#### INPUT RECORDS ####

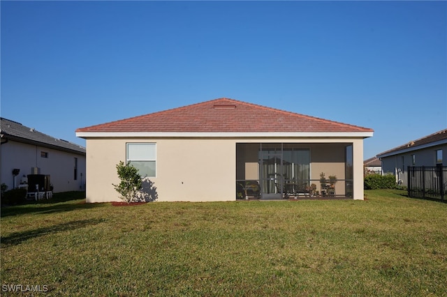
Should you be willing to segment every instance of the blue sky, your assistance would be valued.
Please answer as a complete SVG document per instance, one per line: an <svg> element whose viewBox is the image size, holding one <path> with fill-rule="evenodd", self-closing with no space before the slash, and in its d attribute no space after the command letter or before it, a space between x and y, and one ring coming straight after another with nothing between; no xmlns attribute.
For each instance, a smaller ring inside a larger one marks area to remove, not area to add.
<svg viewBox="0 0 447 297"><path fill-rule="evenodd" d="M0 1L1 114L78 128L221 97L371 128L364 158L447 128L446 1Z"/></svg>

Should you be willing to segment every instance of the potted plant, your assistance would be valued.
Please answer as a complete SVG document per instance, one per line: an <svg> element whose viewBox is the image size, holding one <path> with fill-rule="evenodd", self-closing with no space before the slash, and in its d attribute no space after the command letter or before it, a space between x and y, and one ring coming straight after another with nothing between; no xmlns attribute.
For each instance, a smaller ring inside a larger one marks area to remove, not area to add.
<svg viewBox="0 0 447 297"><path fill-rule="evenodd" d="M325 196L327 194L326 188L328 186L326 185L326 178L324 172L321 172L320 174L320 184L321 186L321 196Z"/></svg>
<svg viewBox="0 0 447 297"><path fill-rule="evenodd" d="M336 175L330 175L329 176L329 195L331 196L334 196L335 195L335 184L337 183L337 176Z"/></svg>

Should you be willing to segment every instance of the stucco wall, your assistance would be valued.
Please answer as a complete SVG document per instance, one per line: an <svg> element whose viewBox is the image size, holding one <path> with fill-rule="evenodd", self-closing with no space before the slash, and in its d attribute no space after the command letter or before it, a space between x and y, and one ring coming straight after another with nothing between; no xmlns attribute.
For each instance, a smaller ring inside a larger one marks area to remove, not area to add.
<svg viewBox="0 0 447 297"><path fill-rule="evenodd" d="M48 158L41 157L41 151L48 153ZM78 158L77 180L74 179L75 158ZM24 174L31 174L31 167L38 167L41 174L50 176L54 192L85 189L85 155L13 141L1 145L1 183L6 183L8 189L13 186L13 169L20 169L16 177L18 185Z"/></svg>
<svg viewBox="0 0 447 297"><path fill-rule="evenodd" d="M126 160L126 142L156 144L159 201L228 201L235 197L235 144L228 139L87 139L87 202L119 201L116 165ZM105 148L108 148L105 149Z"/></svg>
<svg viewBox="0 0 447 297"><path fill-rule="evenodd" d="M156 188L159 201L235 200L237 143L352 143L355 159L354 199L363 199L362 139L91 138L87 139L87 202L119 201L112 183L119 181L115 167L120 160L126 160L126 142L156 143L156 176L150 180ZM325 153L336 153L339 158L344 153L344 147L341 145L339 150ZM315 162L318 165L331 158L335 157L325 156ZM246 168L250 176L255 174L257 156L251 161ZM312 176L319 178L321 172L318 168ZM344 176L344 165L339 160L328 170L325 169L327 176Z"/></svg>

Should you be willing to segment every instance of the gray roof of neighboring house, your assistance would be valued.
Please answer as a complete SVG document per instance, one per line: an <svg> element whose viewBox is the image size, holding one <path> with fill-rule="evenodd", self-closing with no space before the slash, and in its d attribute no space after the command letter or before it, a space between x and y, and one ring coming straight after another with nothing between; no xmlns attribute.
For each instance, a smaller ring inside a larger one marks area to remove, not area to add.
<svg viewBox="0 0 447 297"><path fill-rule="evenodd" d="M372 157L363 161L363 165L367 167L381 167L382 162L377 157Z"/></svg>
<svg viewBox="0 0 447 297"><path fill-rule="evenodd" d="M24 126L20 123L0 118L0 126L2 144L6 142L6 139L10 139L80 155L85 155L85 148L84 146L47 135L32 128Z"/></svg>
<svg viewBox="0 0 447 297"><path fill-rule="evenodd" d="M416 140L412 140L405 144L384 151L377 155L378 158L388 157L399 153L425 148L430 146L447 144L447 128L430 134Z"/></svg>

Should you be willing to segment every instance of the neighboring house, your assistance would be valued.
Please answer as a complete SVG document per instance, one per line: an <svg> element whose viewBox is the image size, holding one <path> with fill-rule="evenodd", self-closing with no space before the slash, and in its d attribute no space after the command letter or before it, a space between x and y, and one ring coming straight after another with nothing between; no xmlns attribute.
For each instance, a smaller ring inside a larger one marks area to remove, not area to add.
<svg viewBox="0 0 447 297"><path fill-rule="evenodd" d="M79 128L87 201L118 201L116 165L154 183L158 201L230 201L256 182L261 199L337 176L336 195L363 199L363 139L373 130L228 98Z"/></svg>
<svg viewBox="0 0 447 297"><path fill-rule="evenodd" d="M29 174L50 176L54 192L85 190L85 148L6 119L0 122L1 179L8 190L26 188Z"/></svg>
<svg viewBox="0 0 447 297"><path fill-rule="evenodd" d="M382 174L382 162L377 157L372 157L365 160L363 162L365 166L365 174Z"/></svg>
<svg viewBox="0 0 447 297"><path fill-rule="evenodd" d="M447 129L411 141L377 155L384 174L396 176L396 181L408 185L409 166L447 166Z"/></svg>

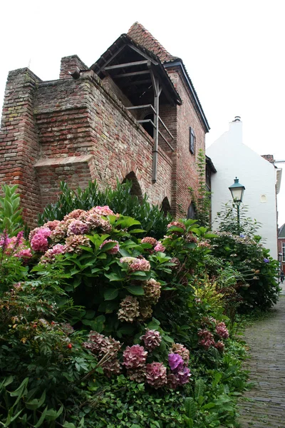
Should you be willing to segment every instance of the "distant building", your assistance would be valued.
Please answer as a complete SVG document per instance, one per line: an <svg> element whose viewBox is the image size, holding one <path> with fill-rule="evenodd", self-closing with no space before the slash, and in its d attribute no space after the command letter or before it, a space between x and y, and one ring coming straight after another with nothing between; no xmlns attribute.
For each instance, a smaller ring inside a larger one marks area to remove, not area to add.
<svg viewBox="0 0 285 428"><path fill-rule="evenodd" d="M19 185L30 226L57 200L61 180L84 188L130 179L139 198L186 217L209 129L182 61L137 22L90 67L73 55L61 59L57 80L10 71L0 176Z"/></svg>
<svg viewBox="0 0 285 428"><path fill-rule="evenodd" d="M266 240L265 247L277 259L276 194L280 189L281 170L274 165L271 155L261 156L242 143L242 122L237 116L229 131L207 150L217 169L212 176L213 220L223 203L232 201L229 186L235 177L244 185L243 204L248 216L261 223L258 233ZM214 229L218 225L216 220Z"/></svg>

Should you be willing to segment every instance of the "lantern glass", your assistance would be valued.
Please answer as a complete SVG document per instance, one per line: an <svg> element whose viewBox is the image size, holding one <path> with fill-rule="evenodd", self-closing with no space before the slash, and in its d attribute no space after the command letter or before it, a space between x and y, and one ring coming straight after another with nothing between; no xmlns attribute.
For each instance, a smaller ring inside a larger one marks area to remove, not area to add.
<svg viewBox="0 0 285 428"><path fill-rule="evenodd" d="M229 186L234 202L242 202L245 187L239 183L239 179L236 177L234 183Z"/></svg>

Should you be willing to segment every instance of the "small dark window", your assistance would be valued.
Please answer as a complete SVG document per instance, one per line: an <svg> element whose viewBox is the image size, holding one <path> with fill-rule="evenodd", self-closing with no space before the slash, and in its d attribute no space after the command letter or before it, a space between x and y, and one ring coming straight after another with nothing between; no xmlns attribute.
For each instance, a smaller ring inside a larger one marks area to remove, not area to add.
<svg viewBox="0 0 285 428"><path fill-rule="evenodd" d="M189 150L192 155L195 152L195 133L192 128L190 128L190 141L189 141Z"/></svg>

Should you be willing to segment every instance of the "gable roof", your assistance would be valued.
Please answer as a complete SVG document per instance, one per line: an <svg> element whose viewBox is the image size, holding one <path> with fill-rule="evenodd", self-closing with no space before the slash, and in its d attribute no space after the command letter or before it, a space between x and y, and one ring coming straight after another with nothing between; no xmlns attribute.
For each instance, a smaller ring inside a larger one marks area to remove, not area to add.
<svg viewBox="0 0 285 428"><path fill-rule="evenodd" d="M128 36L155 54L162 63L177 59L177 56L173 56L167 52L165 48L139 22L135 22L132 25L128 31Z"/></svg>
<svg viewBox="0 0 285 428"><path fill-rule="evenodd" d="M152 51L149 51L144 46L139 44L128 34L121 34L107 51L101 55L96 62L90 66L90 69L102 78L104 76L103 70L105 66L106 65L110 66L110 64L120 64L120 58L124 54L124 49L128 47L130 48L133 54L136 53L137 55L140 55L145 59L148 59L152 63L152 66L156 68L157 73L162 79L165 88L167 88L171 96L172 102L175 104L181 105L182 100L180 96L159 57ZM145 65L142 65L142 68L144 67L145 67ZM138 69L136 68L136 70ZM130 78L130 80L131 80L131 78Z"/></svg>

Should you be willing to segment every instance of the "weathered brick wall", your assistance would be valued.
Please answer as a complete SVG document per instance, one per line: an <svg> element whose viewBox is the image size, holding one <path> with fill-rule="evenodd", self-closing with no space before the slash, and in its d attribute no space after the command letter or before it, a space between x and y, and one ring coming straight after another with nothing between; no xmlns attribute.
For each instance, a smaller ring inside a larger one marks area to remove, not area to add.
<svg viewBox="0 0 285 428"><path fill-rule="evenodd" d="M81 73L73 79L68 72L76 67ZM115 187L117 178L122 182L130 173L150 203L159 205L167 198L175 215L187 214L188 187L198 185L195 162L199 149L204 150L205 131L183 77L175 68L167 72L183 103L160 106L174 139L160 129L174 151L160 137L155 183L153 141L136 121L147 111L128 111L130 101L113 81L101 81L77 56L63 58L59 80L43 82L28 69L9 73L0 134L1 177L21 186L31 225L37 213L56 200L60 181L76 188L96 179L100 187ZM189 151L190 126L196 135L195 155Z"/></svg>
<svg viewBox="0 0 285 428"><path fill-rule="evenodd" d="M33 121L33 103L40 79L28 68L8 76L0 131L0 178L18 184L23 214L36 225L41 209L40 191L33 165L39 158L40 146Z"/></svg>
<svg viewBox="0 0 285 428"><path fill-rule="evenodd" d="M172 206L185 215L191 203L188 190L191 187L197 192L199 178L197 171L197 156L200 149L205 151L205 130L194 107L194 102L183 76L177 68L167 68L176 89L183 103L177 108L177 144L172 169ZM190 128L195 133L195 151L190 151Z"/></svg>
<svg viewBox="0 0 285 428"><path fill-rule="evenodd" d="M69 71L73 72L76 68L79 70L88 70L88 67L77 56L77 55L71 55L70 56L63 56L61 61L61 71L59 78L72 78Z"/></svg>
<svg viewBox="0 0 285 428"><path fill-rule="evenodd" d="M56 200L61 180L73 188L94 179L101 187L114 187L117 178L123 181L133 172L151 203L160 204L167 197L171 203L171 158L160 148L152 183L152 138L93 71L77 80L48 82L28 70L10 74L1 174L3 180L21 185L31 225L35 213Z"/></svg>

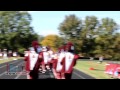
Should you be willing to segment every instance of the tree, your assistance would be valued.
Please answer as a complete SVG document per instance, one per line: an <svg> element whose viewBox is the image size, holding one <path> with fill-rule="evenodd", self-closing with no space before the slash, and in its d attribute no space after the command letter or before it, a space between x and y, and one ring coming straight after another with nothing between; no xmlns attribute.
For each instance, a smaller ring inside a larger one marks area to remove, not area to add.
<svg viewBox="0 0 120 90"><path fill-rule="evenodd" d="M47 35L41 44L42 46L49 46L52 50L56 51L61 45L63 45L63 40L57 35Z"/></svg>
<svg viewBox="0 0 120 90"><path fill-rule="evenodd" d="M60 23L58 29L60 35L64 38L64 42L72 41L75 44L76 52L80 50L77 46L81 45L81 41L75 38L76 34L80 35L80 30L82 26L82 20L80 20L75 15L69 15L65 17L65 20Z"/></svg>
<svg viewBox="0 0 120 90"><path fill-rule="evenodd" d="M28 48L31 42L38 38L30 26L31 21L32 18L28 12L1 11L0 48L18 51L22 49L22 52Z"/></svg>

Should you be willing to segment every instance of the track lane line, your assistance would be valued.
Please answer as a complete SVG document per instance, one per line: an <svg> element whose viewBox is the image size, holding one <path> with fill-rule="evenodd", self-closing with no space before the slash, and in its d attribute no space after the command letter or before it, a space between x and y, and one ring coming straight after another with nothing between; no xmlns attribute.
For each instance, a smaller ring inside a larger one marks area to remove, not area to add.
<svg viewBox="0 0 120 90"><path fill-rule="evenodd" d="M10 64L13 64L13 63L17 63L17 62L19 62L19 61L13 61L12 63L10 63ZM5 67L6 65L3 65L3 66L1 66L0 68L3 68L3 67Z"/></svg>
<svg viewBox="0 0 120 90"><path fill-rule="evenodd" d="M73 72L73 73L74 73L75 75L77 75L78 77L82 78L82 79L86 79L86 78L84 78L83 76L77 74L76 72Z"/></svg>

####
#### INPUT RECORDS ####

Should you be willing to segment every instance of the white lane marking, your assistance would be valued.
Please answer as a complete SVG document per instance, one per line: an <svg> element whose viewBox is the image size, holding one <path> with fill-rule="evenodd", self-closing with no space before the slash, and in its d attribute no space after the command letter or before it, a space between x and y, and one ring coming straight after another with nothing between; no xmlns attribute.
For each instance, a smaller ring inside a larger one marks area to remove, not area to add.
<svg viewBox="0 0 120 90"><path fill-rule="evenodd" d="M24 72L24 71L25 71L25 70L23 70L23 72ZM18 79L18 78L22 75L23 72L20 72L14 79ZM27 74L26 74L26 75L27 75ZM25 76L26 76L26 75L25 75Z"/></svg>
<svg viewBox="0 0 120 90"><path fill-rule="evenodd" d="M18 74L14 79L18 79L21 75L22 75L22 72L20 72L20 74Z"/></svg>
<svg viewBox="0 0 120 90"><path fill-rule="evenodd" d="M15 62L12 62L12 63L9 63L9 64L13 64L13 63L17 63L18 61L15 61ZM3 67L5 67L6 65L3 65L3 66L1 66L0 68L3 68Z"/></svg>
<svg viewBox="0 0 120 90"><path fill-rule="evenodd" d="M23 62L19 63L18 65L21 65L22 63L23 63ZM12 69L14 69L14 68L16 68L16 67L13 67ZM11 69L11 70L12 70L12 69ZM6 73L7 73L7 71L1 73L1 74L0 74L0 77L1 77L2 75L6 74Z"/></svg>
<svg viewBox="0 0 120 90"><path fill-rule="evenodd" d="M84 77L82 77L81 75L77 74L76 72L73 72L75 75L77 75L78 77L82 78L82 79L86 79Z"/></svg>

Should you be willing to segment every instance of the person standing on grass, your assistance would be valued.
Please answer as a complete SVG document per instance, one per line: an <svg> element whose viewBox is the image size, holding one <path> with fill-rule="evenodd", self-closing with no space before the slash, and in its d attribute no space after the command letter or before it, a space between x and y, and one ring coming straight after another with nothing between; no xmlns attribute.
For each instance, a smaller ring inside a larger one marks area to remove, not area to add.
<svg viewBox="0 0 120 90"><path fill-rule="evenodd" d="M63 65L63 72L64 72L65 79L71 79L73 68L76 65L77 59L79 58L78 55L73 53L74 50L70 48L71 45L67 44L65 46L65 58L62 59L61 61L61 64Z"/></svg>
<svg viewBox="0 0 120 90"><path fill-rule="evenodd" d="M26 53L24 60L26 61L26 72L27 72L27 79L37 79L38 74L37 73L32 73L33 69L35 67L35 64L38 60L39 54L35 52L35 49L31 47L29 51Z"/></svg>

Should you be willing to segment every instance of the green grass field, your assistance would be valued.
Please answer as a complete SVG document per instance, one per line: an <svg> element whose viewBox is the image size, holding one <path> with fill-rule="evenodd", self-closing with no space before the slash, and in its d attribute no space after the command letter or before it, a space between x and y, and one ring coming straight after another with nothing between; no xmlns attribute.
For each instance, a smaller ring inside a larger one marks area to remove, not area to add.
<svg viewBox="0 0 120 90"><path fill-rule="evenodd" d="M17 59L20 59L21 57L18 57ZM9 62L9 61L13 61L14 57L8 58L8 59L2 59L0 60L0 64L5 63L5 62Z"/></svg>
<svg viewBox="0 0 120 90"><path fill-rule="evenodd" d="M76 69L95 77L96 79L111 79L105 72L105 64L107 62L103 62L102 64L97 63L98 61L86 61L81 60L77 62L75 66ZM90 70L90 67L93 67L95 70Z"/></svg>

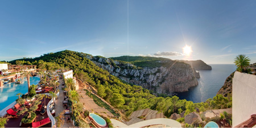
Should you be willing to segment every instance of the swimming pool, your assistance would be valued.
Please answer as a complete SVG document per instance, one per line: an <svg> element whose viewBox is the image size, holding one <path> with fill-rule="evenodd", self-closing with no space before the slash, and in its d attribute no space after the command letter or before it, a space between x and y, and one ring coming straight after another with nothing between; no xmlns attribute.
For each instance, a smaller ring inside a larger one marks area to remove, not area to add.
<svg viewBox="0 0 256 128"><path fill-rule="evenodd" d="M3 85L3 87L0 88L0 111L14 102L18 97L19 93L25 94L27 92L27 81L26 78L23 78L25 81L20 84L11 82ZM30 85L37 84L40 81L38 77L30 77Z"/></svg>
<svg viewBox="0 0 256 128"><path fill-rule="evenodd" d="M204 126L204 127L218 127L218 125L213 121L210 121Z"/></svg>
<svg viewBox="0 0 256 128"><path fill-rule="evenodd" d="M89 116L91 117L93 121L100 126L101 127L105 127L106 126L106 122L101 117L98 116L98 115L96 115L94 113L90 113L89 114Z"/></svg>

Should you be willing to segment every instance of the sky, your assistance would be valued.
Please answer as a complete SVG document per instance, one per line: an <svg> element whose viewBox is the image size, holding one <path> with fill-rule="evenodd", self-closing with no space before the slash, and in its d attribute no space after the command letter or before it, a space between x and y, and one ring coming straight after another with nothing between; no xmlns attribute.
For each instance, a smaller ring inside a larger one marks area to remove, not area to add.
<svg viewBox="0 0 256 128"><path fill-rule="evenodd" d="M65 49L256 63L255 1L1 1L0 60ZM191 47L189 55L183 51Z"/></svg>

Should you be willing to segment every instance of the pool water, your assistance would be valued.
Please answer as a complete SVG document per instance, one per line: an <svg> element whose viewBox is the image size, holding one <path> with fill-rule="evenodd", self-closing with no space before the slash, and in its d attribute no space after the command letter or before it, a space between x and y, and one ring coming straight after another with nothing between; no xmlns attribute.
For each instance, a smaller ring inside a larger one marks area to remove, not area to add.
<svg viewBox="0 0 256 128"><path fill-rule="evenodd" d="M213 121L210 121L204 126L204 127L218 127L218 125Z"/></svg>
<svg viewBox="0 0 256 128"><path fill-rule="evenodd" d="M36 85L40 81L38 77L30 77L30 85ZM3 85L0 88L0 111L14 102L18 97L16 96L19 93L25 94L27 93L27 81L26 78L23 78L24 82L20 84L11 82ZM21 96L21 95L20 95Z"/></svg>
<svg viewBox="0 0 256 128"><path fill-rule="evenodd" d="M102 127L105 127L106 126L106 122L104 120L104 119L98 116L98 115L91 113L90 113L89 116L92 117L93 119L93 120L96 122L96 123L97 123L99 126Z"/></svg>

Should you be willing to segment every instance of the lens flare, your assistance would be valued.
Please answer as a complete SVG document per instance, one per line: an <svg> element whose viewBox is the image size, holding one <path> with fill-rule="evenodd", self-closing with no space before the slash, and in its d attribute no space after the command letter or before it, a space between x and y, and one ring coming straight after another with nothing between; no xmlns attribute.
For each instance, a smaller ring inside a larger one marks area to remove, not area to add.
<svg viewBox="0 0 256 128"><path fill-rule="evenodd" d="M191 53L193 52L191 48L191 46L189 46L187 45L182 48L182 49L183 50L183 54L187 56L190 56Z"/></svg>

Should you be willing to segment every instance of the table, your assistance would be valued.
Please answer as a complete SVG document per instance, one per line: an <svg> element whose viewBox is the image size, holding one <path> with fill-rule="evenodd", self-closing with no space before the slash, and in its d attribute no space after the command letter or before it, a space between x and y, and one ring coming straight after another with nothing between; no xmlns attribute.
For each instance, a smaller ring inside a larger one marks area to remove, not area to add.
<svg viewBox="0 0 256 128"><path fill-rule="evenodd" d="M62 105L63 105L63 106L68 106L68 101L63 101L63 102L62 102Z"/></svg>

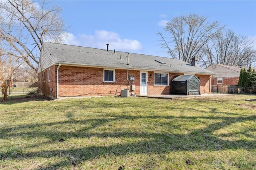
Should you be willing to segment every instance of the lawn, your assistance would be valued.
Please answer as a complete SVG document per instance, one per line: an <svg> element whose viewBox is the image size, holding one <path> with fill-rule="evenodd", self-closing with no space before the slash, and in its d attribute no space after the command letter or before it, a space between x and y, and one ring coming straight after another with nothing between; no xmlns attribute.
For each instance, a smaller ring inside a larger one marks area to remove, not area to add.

####

Copy out the part of the lines above that opens with the line containing "Should you be willing to segment every instance of the potted" and closes with the line containing "175L330 175L329 176L329", both ends included.

(EXERCISE ANSWER)
Should you be willing to segment every instance of the potted plant, your assistance would be valued.
Please answer as a complete SVG document per instance, one per line: an <svg> element whose viewBox is the image size, holding one <path> with fill-rule="evenodd", self-closing with no space before the slash, and in its d attribute no space after the command letter or before it, a space between x and y, and one ring coming straight after another with nothing between; no xmlns attribute.
For each instance, a smaller ring inside a larger one marks area to remove, not area to add.
<svg viewBox="0 0 447 297"><path fill-rule="evenodd" d="M325 196L327 194L326 188L328 186L326 185L326 178L324 172L321 172L320 174L320 184L321 186L321 196Z"/></svg>
<svg viewBox="0 0 447 297"><path fill-rule="evenodd" d="M336 175L330 175L329 176L329 195L331 196L334 196L335 195L335 184L337 183L337 176Z"/></svg>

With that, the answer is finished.